** BEGIN Excerpt to read **

SI
SI
discoversearch

We've detected that you're using an ad content blocking browser plug-in or feature. Ads provide a critical source of revenue to the continued operation of Silicon Investor.  We ask that you disable ad blocking while on Silicon Investor in the best interests of our community.  If you are not using an ad blocker but are still receiving this message, make sure your browser's tracking protection is set to the 'standard' level.
Pastimes : 100 Acre Wood -- Ignore unavailable to you. Want to Upgrade?


To: MulhollandDrive who wrote (2924)11/7/2002 5:44:05 PM
From: Lost1  Read Replies (1) | Respond to of 3287
 
from the "Ozzie and Harriet" files: Dad who shackled truant girl said she left him little choice
ASSOCIATED PRESS

Thursday, November 7, 2002

SANTA FE -- When nothing else worked to get his daughter to go to school -- and a judge said he had to make sure she attended -- a father decided to shackle the preteen.

"I had no other choice," 33-year-old Eugene Robbins said. "It takes both our incomes to support our house, so all I can really do is take her to the school and see her inside. I can't stay with her all day."

** END Excerpt to read **
** BEGIN Information supplied **

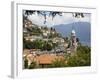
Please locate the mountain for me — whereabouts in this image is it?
[53,22,91,46]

** END Information supplied **

:: The task ::
Write out the stretch of the forum post above about the father who shackled his daughter, from "Thursday, November 7, 2002" through "shackle the preteen.".

:: Reply ::
Thursday, November 7, 2002

SANTA FE -- When nothing else worked to get his daughter to go to school -- and a judge said he had to make sure she attended -- a father decided to shackle the preteen.